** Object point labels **
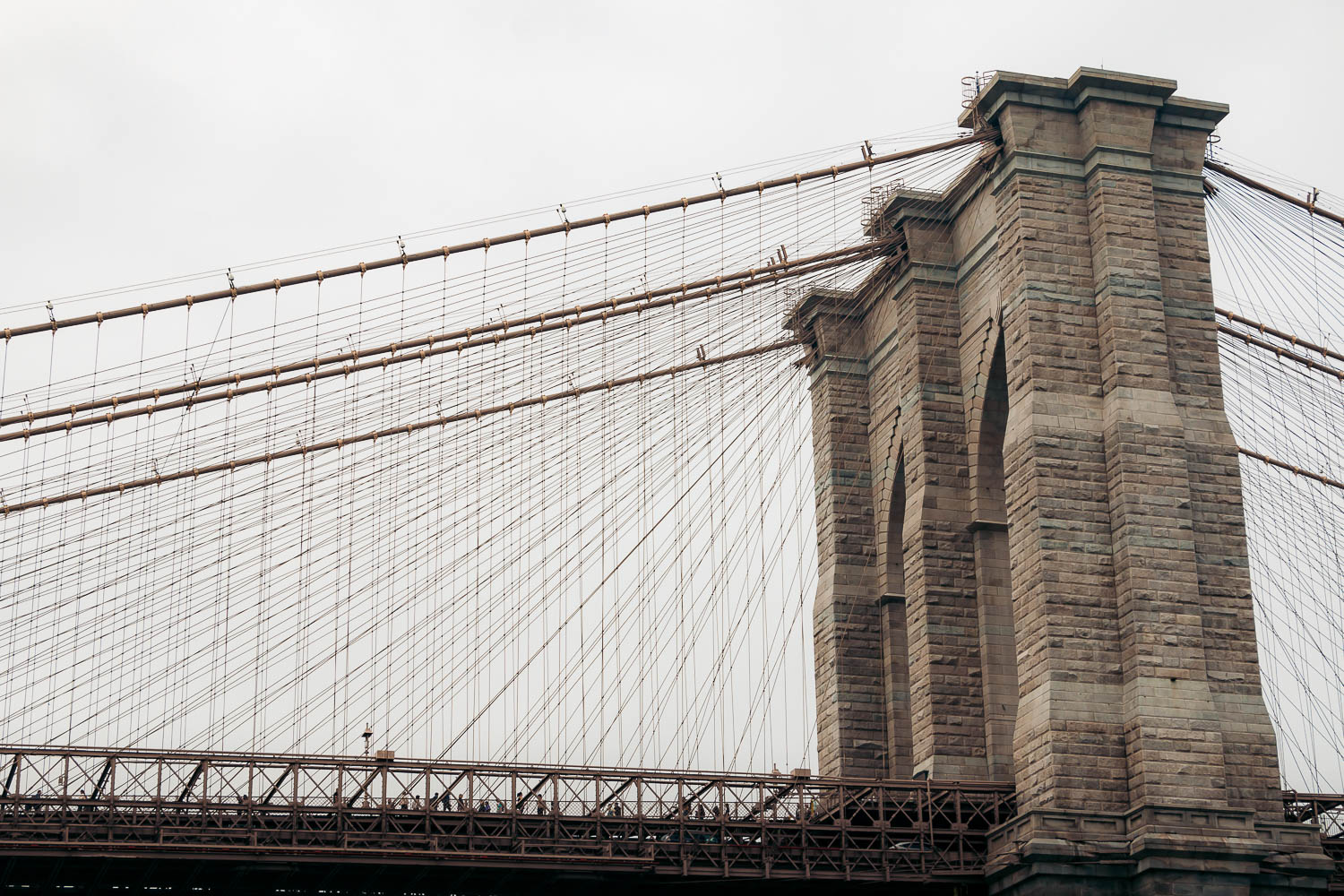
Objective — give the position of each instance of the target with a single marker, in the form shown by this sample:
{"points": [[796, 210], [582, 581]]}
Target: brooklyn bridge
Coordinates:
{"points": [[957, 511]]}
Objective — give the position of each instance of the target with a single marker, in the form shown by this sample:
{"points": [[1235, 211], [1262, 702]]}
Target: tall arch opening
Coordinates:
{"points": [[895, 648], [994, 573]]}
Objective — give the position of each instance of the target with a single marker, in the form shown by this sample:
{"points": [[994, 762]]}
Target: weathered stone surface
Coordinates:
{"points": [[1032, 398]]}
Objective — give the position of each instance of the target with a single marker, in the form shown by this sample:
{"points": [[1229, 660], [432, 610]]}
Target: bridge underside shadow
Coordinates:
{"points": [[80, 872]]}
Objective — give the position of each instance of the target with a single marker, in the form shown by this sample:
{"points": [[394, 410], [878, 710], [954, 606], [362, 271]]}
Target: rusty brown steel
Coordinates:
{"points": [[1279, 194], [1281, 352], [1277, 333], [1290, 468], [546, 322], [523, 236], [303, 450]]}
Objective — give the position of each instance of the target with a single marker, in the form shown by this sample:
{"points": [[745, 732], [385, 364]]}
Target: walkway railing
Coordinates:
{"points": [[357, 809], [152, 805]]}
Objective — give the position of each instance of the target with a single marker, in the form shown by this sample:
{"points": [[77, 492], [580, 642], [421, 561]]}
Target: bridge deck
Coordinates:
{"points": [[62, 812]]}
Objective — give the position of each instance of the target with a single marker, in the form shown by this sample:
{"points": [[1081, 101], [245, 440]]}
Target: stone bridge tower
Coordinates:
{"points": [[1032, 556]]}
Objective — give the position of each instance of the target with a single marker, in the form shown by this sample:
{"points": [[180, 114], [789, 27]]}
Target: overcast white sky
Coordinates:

** WHAT YOU WILL DO **
Retype all the records shown above, character for character. Omit every picture.

** RESPONSE TO THIS EXERCISE **
Objective — give the position of each instance of the target with a single marker, in the form shown by this sample:
{"points": [[796, 210], [582, 581]]}
Target: brooklyn bridge
Coordinates:
{"points": [[957, 511]]}
Objective — give the position of each instance of the target with a single marker, in the form shown by this sample:
{"points": [[1235, 211], [1262, 702]]}
Target: tall arch opening
Coordinates:
{"points": [[895, 648], [994, 573]]}
Objective — give the position of each instance of the target with a single marker, in the form shown by this sample:
{"points": [[994, 762]]}
Target: weathered stone surface
Coordinates:
{"points": [[1032, 398]]}
Objective — give the position of each instance of the target with a single marker, in the form shown by this sample:
{"points": [[1229, 660], [432, 610]]}
Target: bridge underside shadow
Coordinates:
{"points": [[80, 872]]}
Objective — give the position of each instance of the target with a single marker, in the form shown by this sample:
{"points": [[394, 410], [878, 710], [954, 606], [362, 271]]}
Target: rusty brown steel
Coordinates:
{"points": [[1279, 194], [1281, 352], [1277, 333], [1290, 468], [546, 322], [523, 236], [303, 450]]}
Objective — give the position of each instance of the target with a single marker, in the form shown by this sample:
{"points": [[745, 732], [385, 364]]}
Target: walkway railing
Coordinates:
{"points": [[357, 809], [152, 805]]}
Objective — give the position of each instance of the target with a single marker, in the form shown by this sample:
{"points": [[77, 492], [580, 642], [421, 561]]}
Target: bridge deck
Coordinates:
{"points": [[62, 812]]}
Objective — give the position of each instance of the target with a single marker, in the form shown by this sample:
{"points": [[1081, 101], [245, 440]]}
Target: stone bridge tower
Coordinates:
{"points": [[1032, 556]]}
Objective — give the position of each instance of the target with a single marker, in the form shown by this sample:
{"points": [[180, 114], [789, 27]]}
Target: overcast white sky
Coordinates:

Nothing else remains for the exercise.